---------- DATA RECORDS ----------
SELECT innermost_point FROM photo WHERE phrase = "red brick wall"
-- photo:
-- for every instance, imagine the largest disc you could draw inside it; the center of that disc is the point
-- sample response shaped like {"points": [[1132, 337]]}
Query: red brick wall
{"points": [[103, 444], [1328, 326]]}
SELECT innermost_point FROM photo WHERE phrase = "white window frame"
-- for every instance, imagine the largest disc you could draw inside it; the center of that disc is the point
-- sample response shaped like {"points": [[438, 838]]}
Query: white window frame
----------
- _TASK TO CARRY OUT_
Show each line of the data that contains the word "wall".

- _THE REPLY_
SELECT innermost_point FROM photo WHERE phrase = "red brick wall"
Query: red brick wall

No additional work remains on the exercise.